● **Explore the material**
**A)** Copy out everything in the passage on the Overland–BDT patent investigation from "By John PresperOn" down to "(Inv. No. 337-TA-746).".
**B)** Continue the passage on the Overland–BDT patent investigation from the point where it stops.

● **Text excerpt**
By John PresperOn December 11, 2012, the International Trade Commission (“Commission”) issued a notice and order granting petitions for reconsideration filed by Complainant Overland Storage, Inc. (“Overland”) and Respondents BDT AG, BDT Automation Technology (Zhuhai FTZ), Co., Ltd., BDT de Mexico, S. de R.L. de C.V., and BDT Products, Inc.’s (“BDT”) in Certain Automated Media Library Devices (Inv. No. 337-TA-746).
By way of background, Chief ALJ Charles E. Bullock issued an Initial Determination (“ID”) on June 20, 2012 finding that (1) U.S. Patent Nos. 6,328,766 and 6,353,581 are not infringed by BDT; (2) the patents are not invalid except for claim 15 of the ‘581 patent; and (3) a domestic industry in the United States exists for the ‘766 patent, but not for the ‘581 patent. See our July 27, 2012 post for more details. In its October 25, 2012 order, the Commission remanded the investigation with respect to the ‘766 and ‘581 patents. Regarding the ‘766 patent, the Commission affirmed -- with modified reasoning -- the ALJ’s finding that BDT did not contributorily infringe the asserted claims, and remanded the investigation for consideration of whether certain IBM documents deemed to qualify as printed publications under § 102 teach or suggest the features of the asserted claims, either alone or in combination with other prior art. With respect to the ‘581 patent, the Commission modified ALJ Bullock’s construction of the term “linear array,” determining that it means “media element storage locations [or cells] arranged in one or more straight lines.” In light of this modification, the Commission reconsidered the ALJ’s infringement determination and found that the accused products meet the limitation of “linear array.” However, the Commission ultimately affirmed the ALJ’s finding of noninfringement of the ‘581 patent because the accused products do not satisfy the limitation of a “manually movable towards said door” mail slot. The Commision also affirmed the ALJ’s finding that the ‘581 patent is not invalid. Further, the Commission affirmed -- with modified reasoning -- ALJ Bullock’s rejection of BDT’s patent exhaustion defense, reversed the ALJ’s finding that Overland failed to satisfy the technical prong of the domestic industry requirement as to the ‘581 patent, and remanded the investigation for consideration of whether Overland satisfied the economic prong. See our November 28, 2012 post for more details.

● **Information provided**
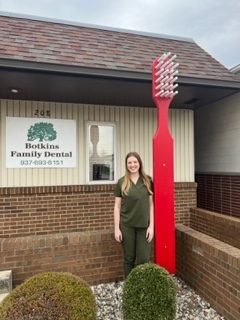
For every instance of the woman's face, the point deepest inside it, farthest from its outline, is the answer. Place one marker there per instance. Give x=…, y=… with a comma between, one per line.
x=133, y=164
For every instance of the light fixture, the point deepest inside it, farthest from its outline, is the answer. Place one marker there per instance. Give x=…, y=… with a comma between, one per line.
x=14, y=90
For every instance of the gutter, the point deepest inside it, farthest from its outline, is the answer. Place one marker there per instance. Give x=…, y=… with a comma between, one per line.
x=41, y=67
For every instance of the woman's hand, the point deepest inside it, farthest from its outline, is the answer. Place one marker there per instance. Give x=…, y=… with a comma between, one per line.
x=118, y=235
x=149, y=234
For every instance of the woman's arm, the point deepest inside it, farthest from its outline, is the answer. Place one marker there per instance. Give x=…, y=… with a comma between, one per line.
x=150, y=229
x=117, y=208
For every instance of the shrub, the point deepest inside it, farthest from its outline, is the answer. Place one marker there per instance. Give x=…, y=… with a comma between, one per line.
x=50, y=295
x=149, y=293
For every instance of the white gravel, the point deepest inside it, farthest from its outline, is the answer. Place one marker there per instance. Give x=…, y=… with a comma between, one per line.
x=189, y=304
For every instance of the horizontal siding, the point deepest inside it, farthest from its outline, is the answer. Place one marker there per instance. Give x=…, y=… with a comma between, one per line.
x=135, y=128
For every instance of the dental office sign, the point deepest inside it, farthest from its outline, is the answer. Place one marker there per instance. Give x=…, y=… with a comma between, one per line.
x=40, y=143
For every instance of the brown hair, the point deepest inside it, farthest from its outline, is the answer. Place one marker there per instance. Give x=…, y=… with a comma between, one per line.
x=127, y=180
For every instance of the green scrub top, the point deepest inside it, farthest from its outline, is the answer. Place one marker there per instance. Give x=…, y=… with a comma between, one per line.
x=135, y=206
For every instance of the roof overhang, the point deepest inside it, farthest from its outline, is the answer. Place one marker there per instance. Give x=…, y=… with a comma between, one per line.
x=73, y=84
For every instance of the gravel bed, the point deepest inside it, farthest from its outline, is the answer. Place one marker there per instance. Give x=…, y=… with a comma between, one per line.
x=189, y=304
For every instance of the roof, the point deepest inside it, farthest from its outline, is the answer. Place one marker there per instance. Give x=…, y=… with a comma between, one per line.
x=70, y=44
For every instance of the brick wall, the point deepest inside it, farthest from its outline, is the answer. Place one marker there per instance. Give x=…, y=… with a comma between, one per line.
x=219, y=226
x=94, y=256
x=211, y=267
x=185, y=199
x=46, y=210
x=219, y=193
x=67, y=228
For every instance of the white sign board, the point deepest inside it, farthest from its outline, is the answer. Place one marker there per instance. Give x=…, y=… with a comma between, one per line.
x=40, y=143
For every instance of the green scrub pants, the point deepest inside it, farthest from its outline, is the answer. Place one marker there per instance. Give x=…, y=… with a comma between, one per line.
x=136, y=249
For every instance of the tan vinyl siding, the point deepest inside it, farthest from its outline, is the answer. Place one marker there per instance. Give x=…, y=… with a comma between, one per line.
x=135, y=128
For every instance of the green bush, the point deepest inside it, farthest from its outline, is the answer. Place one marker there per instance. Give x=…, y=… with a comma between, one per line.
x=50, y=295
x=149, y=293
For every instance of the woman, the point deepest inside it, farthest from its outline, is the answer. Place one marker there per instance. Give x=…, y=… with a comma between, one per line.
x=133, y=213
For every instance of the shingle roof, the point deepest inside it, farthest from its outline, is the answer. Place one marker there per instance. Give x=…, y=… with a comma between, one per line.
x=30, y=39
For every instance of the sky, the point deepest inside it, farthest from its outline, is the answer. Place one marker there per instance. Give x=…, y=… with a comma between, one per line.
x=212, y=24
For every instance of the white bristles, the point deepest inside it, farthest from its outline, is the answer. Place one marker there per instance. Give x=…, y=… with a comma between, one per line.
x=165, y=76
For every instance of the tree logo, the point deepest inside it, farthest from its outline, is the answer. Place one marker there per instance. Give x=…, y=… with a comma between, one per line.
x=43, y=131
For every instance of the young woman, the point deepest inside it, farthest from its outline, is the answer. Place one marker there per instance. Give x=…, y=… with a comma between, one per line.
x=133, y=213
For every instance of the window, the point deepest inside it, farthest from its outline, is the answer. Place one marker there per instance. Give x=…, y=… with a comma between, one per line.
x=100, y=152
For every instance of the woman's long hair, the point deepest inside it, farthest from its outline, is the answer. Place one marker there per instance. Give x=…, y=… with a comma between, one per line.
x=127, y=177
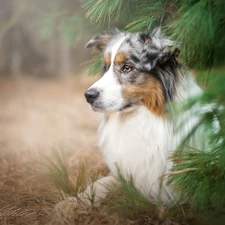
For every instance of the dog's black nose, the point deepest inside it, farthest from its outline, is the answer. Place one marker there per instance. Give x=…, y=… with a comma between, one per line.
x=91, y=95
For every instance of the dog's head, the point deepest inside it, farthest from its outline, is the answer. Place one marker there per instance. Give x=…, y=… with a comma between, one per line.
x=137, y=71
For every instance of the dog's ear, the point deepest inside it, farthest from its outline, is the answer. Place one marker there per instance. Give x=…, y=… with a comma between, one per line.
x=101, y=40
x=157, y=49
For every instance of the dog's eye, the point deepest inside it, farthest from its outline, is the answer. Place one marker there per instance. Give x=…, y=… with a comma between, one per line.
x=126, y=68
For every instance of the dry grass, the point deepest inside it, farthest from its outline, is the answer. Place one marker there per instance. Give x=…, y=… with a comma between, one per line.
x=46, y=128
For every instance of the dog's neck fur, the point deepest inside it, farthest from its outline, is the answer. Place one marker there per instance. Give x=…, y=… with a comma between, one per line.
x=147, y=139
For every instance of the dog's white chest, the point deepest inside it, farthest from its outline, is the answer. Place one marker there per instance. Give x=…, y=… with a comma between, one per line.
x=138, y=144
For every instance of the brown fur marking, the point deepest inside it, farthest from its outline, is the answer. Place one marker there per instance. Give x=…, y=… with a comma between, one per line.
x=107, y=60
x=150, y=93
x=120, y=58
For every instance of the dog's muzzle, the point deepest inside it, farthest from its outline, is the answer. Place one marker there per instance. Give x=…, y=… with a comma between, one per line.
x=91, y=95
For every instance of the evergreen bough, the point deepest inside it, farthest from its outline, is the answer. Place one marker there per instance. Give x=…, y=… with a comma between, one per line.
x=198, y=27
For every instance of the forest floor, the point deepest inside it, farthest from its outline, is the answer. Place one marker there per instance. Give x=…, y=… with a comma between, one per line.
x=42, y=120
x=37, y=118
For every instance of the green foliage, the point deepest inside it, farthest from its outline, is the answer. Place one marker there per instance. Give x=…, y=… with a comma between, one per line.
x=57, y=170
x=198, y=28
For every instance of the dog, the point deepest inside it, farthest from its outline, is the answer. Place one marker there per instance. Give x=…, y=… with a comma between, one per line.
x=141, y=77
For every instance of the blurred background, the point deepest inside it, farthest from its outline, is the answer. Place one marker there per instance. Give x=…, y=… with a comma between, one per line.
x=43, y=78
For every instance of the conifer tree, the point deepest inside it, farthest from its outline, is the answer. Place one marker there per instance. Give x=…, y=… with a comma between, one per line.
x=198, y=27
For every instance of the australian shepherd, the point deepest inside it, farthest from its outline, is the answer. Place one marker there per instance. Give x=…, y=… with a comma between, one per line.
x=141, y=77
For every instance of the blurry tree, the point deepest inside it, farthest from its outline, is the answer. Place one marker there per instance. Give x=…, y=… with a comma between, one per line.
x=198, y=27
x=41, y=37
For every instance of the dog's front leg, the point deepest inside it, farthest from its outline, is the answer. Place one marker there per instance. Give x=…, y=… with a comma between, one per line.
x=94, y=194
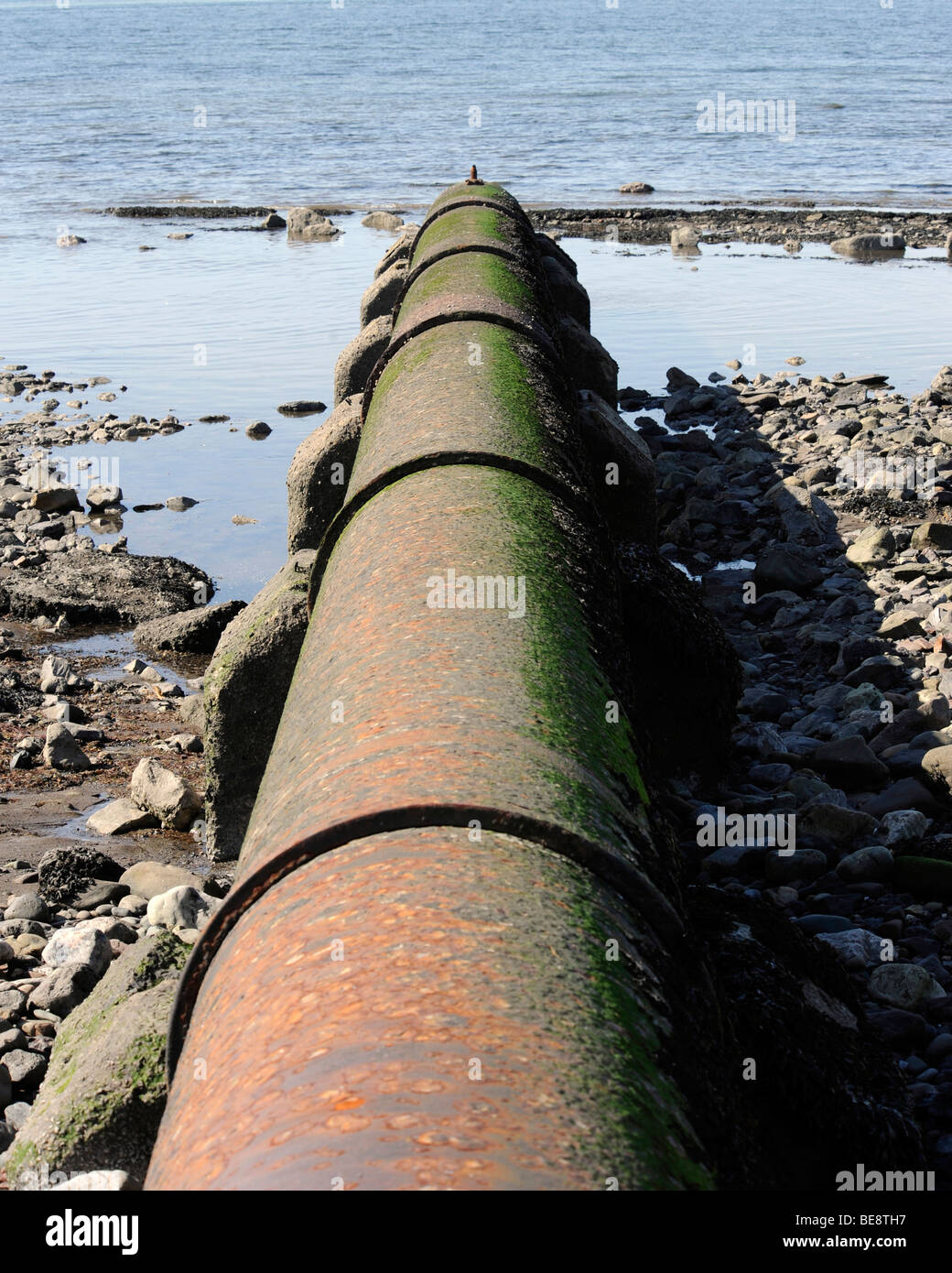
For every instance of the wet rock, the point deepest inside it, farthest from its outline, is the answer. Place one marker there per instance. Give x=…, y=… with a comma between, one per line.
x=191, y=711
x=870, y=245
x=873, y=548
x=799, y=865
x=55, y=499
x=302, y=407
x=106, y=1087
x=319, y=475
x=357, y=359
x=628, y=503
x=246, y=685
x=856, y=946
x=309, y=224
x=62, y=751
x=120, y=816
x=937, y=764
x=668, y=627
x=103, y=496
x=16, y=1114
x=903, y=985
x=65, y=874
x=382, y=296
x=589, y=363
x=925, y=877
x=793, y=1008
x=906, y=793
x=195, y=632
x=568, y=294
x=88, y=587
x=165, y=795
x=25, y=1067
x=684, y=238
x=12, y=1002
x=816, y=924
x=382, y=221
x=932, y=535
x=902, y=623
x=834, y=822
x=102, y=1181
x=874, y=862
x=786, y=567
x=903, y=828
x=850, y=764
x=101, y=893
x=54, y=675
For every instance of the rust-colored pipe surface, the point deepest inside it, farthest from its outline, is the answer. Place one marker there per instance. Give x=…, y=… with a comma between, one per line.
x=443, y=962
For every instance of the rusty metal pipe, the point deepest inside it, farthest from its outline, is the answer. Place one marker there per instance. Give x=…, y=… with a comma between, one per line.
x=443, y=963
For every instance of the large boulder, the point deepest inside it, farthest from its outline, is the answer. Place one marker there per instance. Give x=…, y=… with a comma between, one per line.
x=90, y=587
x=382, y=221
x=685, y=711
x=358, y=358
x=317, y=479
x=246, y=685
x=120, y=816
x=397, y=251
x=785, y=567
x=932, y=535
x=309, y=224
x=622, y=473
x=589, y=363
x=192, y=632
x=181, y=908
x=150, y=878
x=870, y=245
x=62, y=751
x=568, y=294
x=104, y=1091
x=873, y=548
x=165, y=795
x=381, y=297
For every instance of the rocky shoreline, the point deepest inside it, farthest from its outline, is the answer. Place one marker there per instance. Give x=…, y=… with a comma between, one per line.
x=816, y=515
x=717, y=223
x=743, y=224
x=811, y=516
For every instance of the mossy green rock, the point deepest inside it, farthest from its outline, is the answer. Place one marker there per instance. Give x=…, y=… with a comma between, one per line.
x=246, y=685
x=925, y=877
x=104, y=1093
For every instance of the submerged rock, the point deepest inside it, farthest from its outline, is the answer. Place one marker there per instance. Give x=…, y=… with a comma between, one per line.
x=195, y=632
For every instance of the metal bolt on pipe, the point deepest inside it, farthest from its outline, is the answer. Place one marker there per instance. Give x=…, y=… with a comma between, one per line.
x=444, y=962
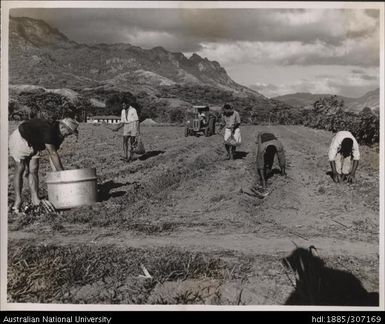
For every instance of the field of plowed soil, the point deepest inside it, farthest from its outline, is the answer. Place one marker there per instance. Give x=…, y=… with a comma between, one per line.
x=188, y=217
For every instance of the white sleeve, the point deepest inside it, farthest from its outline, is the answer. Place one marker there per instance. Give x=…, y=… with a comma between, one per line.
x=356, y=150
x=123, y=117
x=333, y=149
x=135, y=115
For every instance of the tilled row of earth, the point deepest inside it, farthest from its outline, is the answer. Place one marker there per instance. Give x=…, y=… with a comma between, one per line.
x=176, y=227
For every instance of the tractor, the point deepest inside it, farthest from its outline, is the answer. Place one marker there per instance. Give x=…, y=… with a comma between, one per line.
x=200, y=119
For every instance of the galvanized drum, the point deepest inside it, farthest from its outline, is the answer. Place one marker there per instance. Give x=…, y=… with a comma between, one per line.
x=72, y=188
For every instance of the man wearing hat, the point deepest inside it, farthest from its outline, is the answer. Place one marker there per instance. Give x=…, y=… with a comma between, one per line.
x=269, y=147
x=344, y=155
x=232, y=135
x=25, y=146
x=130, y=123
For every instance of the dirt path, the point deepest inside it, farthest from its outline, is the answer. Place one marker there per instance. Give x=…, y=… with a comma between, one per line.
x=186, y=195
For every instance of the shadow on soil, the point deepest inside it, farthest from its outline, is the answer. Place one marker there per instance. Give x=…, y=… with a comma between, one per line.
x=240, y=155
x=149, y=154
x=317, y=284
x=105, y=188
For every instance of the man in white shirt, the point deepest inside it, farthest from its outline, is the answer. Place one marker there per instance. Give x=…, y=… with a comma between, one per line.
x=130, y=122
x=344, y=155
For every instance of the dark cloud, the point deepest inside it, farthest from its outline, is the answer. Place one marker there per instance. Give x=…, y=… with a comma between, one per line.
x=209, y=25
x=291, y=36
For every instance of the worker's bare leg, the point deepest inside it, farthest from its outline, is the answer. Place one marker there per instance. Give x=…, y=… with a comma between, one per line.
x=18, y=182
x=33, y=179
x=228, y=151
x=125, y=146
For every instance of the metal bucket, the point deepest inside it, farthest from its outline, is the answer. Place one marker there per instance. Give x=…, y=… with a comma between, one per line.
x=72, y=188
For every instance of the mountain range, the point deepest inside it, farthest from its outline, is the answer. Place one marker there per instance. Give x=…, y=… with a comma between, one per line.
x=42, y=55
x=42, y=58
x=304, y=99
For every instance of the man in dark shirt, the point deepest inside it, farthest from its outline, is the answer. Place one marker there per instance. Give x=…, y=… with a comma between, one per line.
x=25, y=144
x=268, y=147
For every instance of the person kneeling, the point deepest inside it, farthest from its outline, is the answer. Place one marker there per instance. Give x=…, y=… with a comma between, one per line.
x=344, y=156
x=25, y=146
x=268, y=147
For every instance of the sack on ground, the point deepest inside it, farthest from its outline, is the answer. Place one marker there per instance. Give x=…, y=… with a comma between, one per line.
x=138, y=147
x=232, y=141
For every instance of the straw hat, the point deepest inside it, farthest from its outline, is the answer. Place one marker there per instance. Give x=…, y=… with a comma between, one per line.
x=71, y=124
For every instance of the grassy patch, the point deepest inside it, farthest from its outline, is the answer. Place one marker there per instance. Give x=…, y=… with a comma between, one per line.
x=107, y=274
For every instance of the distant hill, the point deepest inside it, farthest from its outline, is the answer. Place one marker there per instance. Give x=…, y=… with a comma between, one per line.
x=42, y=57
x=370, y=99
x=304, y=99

● **Answers to the tasks**
**A)**
By John PresperOn December 11, 2012, the International Trade Commission (“Commission”) issued a notice and order granting petitions for reconsideration filed by Complainant Overland Storage, Inc. (“Overland”) and Respondents BDT AG, BDT Automation Technology (Zhuhai FTZ), Co., Ltd., BDT de Mexico, S. de R.L. de C.V., and BDT Products, Inc.’s (“BDT”) in Certain Automated Media Library Devices (Inv. No. 337-TA-746).

**B)**
According to the notice and order, Overland filed a petition for reconsideration of the Commission’s determination that BDT does not infringe claims 10, 12 and 16 of the ‘581 patent. BDT filed a petition for reconsideration of the Commission’s determination that BDT waived the testimony of Mr. Fago and Mr. Siegle in support of its invalidity arguments regarding the ‘581 patent by failing to cite the testimony in pre-hearing or post-hearing briefs.
Having considered the matter, the Commission granted Overland’s petition for reconsideration in view of the Commission’s determination that the accused products meet its modified construction of “linear array.” Thus, in addition to the issues to be considered on remand in the Commission’s October 25, 2012 order, the investigation was further remanded for ALJ Bullock to make all findings regarding direct infringement and, if necessary, indirect infringement, of claims 10, 12 and 16 of the ‘581 patent. The ALJ was also directed to construe the “manually moveable towards said opening” and “manually moveable towards a doorway” limitations in claims 10, 12 and 16 in accordance with their plain and ordinary meaning. BDT’s request for reconsideration of the Commission’s determination that BDT waived the testimony of Mr. Fago and Mr. Siegle was denied.